Selected passage:
- - -

Multilingual Learners Teaching Writing

“I’m a Writer Now!” The Who, Where, and When of an ELL Newspaper

Author: Joe Bellino

Summary: Joe Bellino, a teacher of English language learners, describes the process of publishing “Silver International,” a newspaper written by his EL/International high school students as well as how the paper positively affected readers, writers, and the school. This resource offers inspiration for study groups and teacher leaders planning professional development as well as for classroom teachers planning authentic writing experiences that give voice to the bilingual/bicultural experiences of their students.

Original Date of Publication: 2005


“What a great idea!” I thought as I turned the pages of a frayed international student newsletter I found stuffed in the back of an old file cabinet in my high school classroom. “But there’s no way my students could do something like this.”

It was 1974, and I was a new teacher of English language learners, fresh from graduate school with three years’ experience in the Peace Corps in West Africa. The newsletter that impressed me was a product of the International Club a few years earlier. It contained international news, exquisite drawings, and short explanations about different customs in countries represented by students in the club. It was impressive but seemed not something I could do.

As the years passed I gained experience and confidence in my teaching and from time to time toyed with the possibility of producing a newsletter just like the one in the back of my file cabinet. But it was an idea that was easy to push aside. I didn’t know how to do it, and I didn’t think my students wrote well enough to produce a school publication.

In the mid-1980s, however, I was beginning to run out of excuses. In 1984 Maryland implemented a writing test that was required for graduation—a test that my English language learners were actually passing. When many of my students said, after passing the test, that they didn’t need to write anymore, I knew I needed to give them a real purpose for writing. I wanted students to know that we don’t write simply to pass a test. We write because we have something to tell people. As I learned more about the process of writing, I began to believe that my students really would be able to produce the kind of writing that others in the school would like to read.

Another obstacle—how to do it—was beginning to fade. Computer technology that was creeping into the schools started to offer software to simplify newsletter production. In 1986, I saw an advertisement for Newsroom, a computer program designed for our new Apple II+ computer, which I was just beginning to feel comfortable with.

Also by 1986, when the population of English language learners in our school approached 15 percent of the student body, I thought we would be able to get enough support from the teachers and students to produce multiple issues of a newsletter. I applied for and received a $250 grant from The Washington Post that allowed me to purchase the computer software I saw advertised, and Silver International, the seed that was planted when I first noticed the International Club newsletter many years earlier, began to take root.

- - -

Task set:
(1) In the article on the ELL newspaper, list each distinct year written as a four-digit number, in the order they first appear.
(2) From the article on the ELL newspaper, reproduce the passage starting with "Original Date of" and going on through "I could do.".
The listing that comes next is from a separate source and has no connection to the article on the ELL newspaper.

- - -

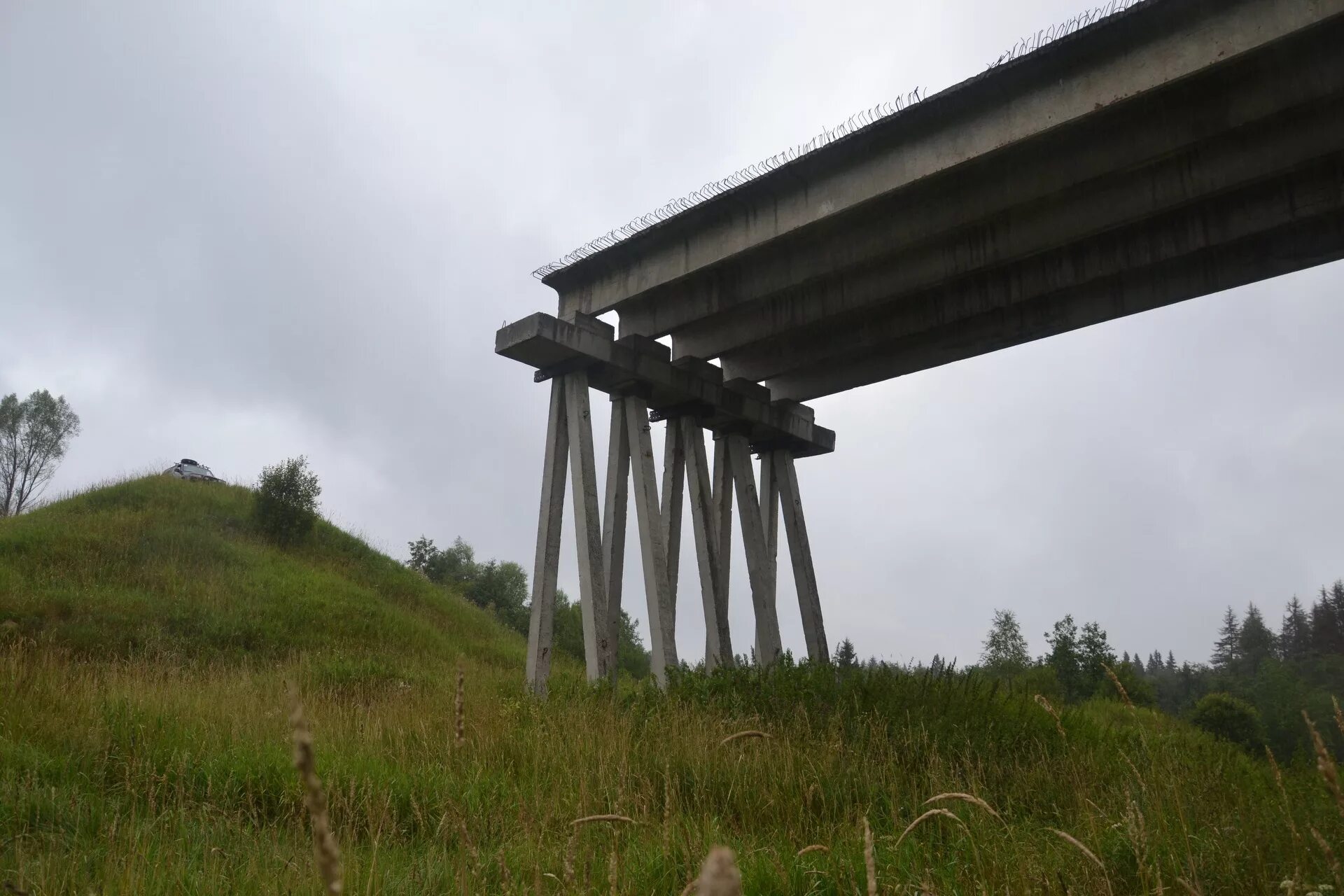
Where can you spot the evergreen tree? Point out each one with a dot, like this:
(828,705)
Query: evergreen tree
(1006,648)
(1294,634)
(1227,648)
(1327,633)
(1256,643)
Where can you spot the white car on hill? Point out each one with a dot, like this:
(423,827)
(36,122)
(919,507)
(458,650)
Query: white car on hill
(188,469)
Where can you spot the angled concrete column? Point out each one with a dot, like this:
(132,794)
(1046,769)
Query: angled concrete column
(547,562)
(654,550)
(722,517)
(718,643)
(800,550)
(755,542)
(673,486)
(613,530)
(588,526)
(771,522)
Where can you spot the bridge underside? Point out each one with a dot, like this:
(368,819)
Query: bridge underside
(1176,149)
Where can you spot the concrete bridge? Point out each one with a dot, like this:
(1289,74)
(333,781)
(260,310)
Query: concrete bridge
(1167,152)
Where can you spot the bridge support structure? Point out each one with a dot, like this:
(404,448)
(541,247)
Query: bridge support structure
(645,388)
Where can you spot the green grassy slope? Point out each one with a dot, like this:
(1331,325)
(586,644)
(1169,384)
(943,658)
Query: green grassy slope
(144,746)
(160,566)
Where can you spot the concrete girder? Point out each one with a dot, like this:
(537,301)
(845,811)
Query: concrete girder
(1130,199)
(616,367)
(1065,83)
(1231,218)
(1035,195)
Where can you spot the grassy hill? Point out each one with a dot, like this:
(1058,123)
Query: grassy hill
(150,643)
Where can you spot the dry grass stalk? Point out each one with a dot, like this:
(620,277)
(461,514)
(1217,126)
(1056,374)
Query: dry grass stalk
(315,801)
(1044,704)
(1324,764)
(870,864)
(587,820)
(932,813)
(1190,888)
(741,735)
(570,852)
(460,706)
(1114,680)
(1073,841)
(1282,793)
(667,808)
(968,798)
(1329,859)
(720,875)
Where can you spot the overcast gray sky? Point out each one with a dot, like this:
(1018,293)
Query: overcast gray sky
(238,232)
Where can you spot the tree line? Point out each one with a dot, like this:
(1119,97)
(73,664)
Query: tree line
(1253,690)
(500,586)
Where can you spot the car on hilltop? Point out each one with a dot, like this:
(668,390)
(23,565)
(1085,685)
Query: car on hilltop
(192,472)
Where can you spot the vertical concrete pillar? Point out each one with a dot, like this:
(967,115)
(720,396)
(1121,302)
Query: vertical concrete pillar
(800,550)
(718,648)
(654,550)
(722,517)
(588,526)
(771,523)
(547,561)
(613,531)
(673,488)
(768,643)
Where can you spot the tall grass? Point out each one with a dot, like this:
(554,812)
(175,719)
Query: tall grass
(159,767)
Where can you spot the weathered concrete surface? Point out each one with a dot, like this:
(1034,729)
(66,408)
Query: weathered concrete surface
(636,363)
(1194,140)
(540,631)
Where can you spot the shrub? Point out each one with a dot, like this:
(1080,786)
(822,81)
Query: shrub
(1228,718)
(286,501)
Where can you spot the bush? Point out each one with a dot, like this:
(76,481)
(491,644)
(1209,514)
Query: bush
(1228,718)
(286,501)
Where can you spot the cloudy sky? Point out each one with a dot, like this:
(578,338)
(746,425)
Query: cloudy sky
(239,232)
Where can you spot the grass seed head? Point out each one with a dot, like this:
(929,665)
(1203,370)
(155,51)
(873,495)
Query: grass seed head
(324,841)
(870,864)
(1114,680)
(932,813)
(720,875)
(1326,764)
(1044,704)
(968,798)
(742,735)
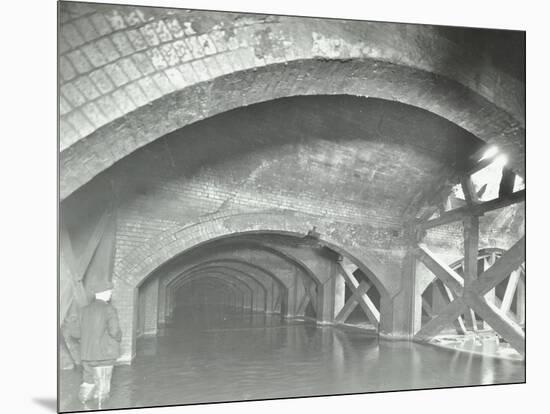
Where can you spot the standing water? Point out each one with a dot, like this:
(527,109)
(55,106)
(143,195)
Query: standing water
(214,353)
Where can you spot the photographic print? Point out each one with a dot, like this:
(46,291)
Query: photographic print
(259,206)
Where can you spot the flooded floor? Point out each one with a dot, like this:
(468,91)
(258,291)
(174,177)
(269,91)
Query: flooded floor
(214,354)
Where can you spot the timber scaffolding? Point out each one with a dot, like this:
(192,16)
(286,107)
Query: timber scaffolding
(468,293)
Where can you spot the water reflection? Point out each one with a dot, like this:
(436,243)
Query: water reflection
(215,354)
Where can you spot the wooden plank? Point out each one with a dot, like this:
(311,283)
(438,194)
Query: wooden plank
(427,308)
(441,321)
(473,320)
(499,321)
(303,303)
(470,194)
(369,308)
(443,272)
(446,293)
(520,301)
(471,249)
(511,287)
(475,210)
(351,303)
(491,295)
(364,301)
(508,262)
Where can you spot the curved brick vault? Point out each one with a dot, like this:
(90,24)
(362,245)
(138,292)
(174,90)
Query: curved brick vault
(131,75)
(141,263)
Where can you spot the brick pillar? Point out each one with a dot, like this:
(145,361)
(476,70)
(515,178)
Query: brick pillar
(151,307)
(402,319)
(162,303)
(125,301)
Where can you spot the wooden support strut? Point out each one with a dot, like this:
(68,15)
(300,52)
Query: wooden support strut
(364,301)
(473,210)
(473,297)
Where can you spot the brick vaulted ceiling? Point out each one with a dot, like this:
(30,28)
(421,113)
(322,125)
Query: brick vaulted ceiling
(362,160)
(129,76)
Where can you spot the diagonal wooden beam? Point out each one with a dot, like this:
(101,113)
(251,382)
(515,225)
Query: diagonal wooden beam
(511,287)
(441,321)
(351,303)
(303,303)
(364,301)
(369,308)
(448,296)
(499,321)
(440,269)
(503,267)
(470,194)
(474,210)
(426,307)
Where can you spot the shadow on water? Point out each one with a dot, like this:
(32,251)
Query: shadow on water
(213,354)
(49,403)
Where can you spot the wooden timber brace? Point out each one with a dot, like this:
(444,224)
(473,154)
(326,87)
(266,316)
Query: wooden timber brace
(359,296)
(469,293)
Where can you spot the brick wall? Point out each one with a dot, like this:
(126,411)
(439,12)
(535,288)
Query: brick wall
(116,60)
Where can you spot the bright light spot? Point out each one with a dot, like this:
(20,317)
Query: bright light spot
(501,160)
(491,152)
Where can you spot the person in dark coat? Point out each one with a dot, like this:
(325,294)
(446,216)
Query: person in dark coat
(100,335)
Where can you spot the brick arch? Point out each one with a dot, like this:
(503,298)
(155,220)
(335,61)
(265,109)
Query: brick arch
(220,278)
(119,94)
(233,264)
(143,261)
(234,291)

- - -

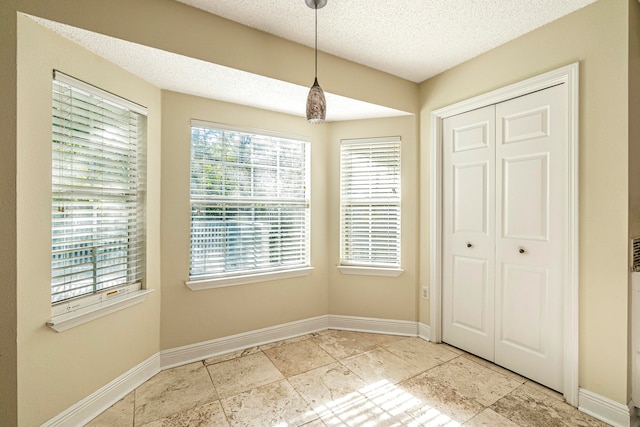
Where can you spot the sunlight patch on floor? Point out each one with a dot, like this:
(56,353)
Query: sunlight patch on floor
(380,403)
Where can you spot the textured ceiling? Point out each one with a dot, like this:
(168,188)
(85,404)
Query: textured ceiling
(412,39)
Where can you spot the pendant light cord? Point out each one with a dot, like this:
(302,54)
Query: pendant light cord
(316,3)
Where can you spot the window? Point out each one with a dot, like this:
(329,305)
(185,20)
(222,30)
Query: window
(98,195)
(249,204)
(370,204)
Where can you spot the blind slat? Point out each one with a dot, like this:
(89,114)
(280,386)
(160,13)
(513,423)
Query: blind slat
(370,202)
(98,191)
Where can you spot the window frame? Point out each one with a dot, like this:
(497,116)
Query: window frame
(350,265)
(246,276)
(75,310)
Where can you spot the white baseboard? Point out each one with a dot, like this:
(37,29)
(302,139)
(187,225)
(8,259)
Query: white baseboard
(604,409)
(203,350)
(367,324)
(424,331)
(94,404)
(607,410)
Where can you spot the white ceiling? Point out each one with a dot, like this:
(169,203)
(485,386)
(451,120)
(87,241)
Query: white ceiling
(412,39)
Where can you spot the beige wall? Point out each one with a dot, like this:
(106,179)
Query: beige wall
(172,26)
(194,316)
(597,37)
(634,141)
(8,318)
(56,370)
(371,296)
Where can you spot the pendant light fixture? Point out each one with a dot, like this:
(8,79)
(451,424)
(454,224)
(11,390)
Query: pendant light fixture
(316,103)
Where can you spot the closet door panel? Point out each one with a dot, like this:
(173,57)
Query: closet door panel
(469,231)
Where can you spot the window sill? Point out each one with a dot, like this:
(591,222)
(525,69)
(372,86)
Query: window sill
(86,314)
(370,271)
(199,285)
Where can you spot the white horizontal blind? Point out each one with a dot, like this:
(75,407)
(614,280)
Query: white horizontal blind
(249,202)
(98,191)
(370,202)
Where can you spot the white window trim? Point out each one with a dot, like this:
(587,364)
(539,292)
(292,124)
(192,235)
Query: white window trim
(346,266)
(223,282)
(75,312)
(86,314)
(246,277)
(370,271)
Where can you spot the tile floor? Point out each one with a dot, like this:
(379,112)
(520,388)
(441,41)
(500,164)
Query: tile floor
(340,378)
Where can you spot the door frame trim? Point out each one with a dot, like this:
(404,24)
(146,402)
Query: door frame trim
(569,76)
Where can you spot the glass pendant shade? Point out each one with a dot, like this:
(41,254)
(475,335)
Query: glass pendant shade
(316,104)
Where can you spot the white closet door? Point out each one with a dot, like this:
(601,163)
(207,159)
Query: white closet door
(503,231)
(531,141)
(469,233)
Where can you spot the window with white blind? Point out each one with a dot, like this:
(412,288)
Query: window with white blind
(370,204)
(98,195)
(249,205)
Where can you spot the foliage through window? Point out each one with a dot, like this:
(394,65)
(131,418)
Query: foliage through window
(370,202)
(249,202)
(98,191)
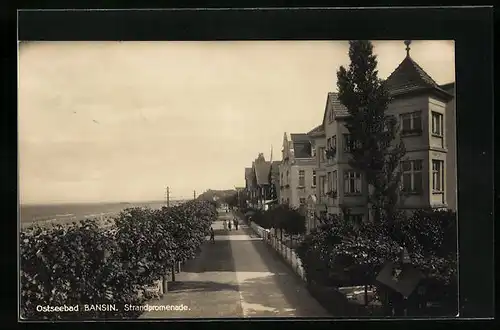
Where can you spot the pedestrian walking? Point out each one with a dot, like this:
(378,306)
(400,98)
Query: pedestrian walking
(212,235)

- - -

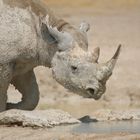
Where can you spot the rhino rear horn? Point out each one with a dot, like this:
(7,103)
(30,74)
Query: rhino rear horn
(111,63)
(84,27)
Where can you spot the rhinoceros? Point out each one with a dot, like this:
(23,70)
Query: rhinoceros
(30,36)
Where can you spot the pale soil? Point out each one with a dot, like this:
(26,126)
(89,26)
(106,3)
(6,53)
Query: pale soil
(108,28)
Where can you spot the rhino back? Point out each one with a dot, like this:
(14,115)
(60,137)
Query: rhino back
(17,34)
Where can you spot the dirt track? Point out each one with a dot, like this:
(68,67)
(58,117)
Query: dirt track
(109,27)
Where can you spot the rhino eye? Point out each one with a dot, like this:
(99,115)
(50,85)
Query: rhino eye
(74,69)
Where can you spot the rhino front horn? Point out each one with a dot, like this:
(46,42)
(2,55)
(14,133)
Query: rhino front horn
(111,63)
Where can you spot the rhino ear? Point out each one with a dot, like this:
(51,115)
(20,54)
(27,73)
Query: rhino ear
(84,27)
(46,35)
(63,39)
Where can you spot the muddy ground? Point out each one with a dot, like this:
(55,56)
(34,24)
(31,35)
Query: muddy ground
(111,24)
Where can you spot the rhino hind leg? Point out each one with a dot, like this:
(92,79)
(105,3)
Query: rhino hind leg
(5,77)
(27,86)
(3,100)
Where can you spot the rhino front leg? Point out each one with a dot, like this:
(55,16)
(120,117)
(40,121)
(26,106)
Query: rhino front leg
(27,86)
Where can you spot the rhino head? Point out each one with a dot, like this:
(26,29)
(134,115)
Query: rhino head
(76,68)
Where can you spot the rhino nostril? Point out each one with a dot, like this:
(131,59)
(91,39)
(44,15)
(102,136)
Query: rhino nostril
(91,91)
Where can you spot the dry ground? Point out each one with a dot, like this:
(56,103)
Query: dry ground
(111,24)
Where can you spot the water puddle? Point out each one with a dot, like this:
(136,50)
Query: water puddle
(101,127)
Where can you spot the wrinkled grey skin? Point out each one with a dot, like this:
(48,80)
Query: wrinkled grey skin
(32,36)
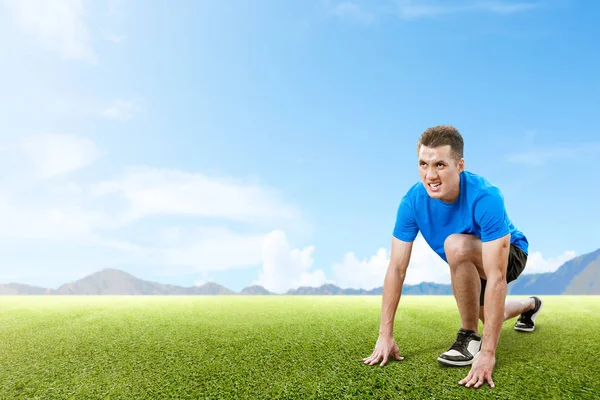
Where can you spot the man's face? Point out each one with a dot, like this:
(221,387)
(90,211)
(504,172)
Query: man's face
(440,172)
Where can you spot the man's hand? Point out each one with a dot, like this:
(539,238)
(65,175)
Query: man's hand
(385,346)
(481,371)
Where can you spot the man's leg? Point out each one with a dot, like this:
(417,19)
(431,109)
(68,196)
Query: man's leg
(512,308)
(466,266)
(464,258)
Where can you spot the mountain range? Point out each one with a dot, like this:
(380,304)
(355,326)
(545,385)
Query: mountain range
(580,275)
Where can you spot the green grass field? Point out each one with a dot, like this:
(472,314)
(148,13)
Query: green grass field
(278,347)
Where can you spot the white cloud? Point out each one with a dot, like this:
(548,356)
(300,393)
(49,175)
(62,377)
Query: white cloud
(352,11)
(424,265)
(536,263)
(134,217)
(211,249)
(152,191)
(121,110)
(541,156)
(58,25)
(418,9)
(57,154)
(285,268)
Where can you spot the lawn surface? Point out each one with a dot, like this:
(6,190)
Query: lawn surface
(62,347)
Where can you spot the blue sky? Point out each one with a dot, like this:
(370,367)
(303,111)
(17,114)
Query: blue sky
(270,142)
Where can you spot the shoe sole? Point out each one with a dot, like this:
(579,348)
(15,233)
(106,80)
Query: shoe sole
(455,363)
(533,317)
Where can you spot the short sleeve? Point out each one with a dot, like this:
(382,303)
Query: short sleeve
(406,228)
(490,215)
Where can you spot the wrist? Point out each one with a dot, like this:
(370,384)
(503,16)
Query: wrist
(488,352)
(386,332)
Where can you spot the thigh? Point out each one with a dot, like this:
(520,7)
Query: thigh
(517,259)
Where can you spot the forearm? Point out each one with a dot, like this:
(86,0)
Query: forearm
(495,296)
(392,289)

- - -

Results of the tasks:
(1) 2005, 1974, 1984, 1986

(2)
Original Date of Publication: 2005


“What a great idea!” I thought as I turned the pages of a frayed international student newsletter I found stuffed in the back of an old file cabinet in my high school classroom. “But there’s no way my students could do something like this.”

It was 1974, and I was a new teacher of English language learners, fresh from graduate school with three years’ experience in the Peace Corps in West Africa. The newsletter that impressed me was a product of the International Club a few years earlier. It contained international news, exquisite drawings, and short explanations about different customs in countries represented by students in the club. It was impressive but seemed not something I could do.